*** AVAILABLE RECORDS Section Begins ***

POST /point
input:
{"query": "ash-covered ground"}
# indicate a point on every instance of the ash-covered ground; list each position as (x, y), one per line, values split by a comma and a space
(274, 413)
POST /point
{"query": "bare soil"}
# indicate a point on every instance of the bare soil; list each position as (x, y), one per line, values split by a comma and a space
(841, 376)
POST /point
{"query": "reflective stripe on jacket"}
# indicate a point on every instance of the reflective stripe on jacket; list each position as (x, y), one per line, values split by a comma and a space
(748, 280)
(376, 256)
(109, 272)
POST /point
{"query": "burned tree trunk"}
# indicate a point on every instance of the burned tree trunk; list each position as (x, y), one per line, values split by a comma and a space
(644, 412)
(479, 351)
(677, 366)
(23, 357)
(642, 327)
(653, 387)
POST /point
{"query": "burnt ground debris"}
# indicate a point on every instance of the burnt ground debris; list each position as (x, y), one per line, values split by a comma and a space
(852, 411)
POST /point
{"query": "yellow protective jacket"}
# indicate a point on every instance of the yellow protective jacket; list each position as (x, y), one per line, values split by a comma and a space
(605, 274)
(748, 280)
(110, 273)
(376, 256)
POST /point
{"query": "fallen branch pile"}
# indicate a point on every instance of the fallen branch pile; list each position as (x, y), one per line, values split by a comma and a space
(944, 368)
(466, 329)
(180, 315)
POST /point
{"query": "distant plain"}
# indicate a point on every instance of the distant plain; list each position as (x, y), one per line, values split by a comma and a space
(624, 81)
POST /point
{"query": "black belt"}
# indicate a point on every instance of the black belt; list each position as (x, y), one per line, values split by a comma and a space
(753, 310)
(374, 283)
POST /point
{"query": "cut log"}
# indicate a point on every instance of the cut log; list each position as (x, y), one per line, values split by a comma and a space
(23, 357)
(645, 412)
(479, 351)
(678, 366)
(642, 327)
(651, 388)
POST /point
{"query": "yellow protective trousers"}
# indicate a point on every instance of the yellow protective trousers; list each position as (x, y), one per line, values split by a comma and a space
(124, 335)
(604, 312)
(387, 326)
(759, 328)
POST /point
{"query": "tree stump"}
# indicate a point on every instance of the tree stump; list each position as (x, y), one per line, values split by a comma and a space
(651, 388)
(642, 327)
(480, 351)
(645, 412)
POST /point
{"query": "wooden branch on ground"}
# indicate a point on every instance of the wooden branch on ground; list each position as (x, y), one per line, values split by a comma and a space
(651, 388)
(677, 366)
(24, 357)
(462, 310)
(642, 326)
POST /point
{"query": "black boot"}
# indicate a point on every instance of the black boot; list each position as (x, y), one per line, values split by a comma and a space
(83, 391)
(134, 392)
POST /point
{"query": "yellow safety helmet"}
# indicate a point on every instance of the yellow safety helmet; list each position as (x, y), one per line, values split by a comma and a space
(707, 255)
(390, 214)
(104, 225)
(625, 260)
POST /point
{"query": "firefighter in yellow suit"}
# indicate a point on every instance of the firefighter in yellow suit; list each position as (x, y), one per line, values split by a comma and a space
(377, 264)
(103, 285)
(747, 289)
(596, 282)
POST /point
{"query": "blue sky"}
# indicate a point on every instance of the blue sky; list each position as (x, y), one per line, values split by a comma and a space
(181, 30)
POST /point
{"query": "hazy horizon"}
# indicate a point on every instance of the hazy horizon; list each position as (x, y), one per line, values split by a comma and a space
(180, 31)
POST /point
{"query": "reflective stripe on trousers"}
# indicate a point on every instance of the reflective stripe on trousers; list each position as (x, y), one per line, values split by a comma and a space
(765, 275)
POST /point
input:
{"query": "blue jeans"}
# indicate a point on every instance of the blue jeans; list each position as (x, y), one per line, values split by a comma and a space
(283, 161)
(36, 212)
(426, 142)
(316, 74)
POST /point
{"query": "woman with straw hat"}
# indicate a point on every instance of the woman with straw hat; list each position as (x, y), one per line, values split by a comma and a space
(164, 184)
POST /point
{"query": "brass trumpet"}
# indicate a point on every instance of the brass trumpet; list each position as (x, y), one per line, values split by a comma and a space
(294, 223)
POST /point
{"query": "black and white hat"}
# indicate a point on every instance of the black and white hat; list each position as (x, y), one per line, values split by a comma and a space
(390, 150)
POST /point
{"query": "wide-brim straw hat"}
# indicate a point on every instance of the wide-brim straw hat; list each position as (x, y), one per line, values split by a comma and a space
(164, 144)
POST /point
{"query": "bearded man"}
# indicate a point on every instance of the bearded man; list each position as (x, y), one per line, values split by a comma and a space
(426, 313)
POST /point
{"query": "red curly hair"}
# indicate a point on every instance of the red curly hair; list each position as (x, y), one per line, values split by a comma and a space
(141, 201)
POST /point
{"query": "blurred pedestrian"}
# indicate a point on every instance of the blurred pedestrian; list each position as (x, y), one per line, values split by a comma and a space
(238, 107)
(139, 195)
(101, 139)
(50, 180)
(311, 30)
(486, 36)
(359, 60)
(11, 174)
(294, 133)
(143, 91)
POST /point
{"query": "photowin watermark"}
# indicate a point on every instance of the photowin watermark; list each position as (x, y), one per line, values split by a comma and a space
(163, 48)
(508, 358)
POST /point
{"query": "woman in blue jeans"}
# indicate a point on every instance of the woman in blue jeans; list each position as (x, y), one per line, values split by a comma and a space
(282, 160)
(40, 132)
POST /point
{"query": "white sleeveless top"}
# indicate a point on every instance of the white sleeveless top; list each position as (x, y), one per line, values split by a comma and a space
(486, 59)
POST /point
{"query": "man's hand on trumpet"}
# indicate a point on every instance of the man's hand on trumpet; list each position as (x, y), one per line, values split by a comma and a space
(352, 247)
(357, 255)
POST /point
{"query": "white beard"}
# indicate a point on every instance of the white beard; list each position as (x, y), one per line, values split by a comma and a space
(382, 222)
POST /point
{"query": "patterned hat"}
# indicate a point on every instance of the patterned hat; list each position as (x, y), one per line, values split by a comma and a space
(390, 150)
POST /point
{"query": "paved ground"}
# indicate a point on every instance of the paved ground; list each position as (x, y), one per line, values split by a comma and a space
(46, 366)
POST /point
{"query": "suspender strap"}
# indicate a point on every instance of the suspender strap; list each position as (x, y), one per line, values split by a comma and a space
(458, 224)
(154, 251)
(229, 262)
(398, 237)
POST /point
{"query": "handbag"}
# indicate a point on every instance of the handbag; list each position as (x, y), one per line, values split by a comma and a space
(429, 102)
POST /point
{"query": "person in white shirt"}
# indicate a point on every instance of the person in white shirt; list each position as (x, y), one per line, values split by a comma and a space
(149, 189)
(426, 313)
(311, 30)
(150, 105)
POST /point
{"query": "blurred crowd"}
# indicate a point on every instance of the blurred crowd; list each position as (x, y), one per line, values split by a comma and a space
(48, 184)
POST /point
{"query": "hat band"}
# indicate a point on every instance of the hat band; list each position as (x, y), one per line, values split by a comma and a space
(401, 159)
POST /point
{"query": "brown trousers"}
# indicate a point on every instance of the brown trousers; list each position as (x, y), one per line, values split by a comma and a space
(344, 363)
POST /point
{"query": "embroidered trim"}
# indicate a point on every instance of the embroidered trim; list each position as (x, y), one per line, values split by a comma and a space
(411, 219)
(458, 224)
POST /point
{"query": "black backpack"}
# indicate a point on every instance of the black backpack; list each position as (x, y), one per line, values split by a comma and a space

*** AVAILABLE RECORDS Section Ends ***

§ DIRECTIONS FOR THIS TASK
Each entry is to be returned in full, character for character.

§ ANSWER TO THIS EXERCISE
POST /point
input:
{"query": "ash-covered ground"}
# indicate a point on every instance of the ash-covered ground; list each position as (x, y), one per line, values split by a comma and a space
(274, 413)
POST /point
{"query": "bare soil"}
# indicate a point on every instance of the bare soil; list each position as (x, y), one per line, values split by a comma and a space
(841, 376)
POST /point
{"query": "reflective stripe on jacket"}
# indicate a point on every instance of the reflective stripe on jacket; list each position as (x, y), one per line, values split by a comma and a space
(748, 280)
(376, 256)
(109, 272)
POST /point
{"query": "burned tree trunk"}
# indicate a point on every instance of the burned tree trunk; list each position as (x, y), one per line, values split by a comma and a space
(644, 412)
(479, 351)
(677, 366)
(23, 357)
(642, 327)
(653, 387)
POST /point
{"query": "burnt ground debris"}
# indicate a point on every instance of the burnt ground debris; list each position as (x, y), one per line, values split by a comma and a space
(852, 411)
POST /point
{"query": "yellow protective jacket"}
# indicate a point on every instance of the yellow protective jacket; list each position as (x, y), one per line, values split by a comma and a space
(605, 274)
(748, 280)
(110, 273)
(376, 256)
POST /point
{"query": "fallen branch pile"}
# indicate a point on every instance of the fallen branch pile; list each position as (x, y), one per line, values split by a comma and a space
(944, 368)
(466, 329)
(180, 315)
POST /point
{"query": "distant plain"}
# indicate a point on every instance of the distant plain; list each position as (x, y), one per line, values split by a comma and a space
(624, 81)
POST /point
{"query": "black belt"}
# indicate a point on every instance of the black belt; list each position as (x, y), one per line, values split by a comma and a space
(753, 310)
(374, 283)
POST /point
{"query": "cut log"}
# indicate a point on every instance of the cut log; list each position as (x, y), one per line, values split by a comma and a space
(23, 357)
(645, 412)
(479, 351)
(678, 366)
(642, 327)
(651, 388)
POST /point
{"query": "yellow protective trousers"}
# indicate a point on every instance of the yellow protective trousers; list each position as (x, y), one per line, values split by a comma and a space
(124, 335)
(604, 312)
(387, 326)
(759, 328)
POST /point
{"query": "tree stump"}
# indicate a point on every instance of the tree stump; list each position as (x, y), one per line, values split by a comma and a space
(651, 388)
(642, 327)
(480, 351)
(645, 412)
POST /point
{"query": "wooden branch on ground"}
# indicate a point on every instance of the wooden branch on ground; list each position as (x, y), one per line, values split by a comma and a space
(651, 388)
(677, 366)
(24, 357)
(462, 310)
(642, 326)
POST /point
{"query": "black boot"}
# indicate a point on every instance of the black boot; list each position as (x, y), one per line, values split by a comma and a space
(83, 391)
(134, 392)
POST /point
{"query": "yellow safety helmet"}
# indicate a point on every instance of the yellow safety helmet; list each position as (x, y), one per line, values split by a comma and a space
(707, 255)
(390, 214)
(104, 225)
(625, 260)
POST /point
{"query": "firefighter in yellow suit"}
# indicate a point on every instance of the firefighter in yellow suit; list each position as (x, y), one per line, values split by a comma and a space
(377, 264)
(103, 285)
(747, 289)
(596, 282)
POST /point
{"query": "blue sky"}
# indicate a point on every instance of the blue sky; list each position as (x, y), one per line, values split by a comma and a space
(181, 30)
POST /point
{"query": "hazy horizon"}
# indicate a point on every instance of the hazy horizon; list each position as (x, y), one per line, values split by a comma and a space
(180, 31)
POST /point
{"query": "reflective stripe on trousers"}
# indicate a point on every instance of the reflective stripe on trousers; list each position as (x, y), one per line, values split by a comma and a space
(765, 275)
POST /point
input:
{"query": "blue jeans"}
# indicate a point on every instance of the blue jeans; list each position as (x, y), one per line, values split by a comma and a space
(283, 161)
(36, 212)
(426, 142)
(316, 74)
POST /point
{"query": "woman with straw hat"}
# indicate a point on every instance of the woman with straw hat; list each position as (x, y), one per line, values split by a comma and a space
(164, 184)
POST /point
{"query": "brass trumpet"}
# indicate a point on every instance of the brass trumpet; list each position as (x, y), one per line, values split by a comma and a space
(294, 223)
POST /point
{"query": "black and white hat"}
# indicate a point on every instance of the black and white hat; list each position as (x, y), one per line, values split by a comma and a space
(390, 150)
POST /point
{"query": "wide-brim straw hat"}
# indicate a point on every instance of the wide-brim straw hat; list each position as (x, y), one per line, values split by a comma and a space
(164, 144)
POST /point
{"query": "bearded man"}
# indicate a point on every instance of the bearded man; list each position as (x, y), one per line, values split by a comma and a space
(426, 313)
POST /point
{"query": "red curly hair"}
# indicate a point on every instance of the red curly hair; list each position as (x, y), one per line, values split by a comma and a space
(141, 201)
POST /point
{"query": "blurred pedestrian"}
# indicate a point on every instance of the blurred pedestrian; list each position as (x, y), one per line, values split by a comma and a space
(238, 107)
(139, 195)
(101, 139)
(50, 180)
(311, 30)
(486, 36)
(359, 60)
(11, 174)
(294, 133)
(143, 91)
POST /point
{"query": "photowin watermark"}
# indicate a point on every instance of the photowin watermark; list each position as (x, y), one per line, values split by a comma and a space
(163, 48)
(508, 358)
POST /point
{"query": "woman in blue jeans"}
# indicate a point on every instance of the woman in blue jeans; list each position as (x, y), one per line, values split by a comma and a space
(282, 160)
(40, 132)
POST /point
{"query": "white sleeveless top"}
# indicate a point on every instance of the white sleeveless top; list each position as (x, y), one per line, values split by a comma and a space
(486, 59)
POST /point
{"query": "man's hand on trumpet"}
# indicate a point on every instance of the man's hand on trumpet; list each position as (x, y), one per line, values split by a comma and a space
(352, 247)
(357, 255)
POST /point
{"query": "white beard"}
# indicate a point on every instance of the white beard; list each position as (x, y), one per line, values split by a comma and a space
(382, 222)
POST /point
{"query": "patterned hat"}
# indicate a point on every instance of the patterned hat; list each position as (x, y), one per line, values split by a comma and a space
(390, 150)
POST /point
{"query": "paved ground"}
# indicate a point on every instance of the paved ground; list each position as (x, y), one per line, values split by a comma and a space
(46, 366)
POST /point
{"query": "suspender strap"}
# indicate a point on every instance of the suspender strap; list each position as (x, y), one per line, values split by a comma and a space
(458, 224)
(154, 251)
(229, 262)
(398, 237)
POST /point
{"query": "handbag"}
# indicate a point on every instance of the handbag; list each position as (x, y), one per line, values split by a comma and a space
(429, 102)
POST /point
{"query": "person in white shirt"}
# indicate a point on every instance of the person in white shirt; list each position as (x, y), one per line, values split by a comma and a space
(149, 189)
(426, 313)
(311, 30)
(150, 105)
POST /point
{"query": "blurred crowd"}
# indicate a point on every instance of the blurred crowd; list each position as (x, y), one per line, values split by a comma and a space
(48, 184)
POST /point
{"query": "hat band"}
# indicate a point on every instance of the hat band; list each position as (x, y), one per line, values split by a comma and a space
(401, 159)
POST /point
{"query": "brown trousers"}
# indicate a point on every instance of the brown trousers; list each position as (x, y), one per line, values split by a comma and a space
(344, 363)
POST /point
{"query": "embroidered trim"}
# indicate a point on every instance of the embroidered trim; list each position as (x, y), one per line, values split by a comma and a space
(411, 219)
(458, 224)
POST /point
{"query": "black backpack"}
# indicate a point on every instance of the black backpack; list each position as (x, y), one per line, values split by a comma and a space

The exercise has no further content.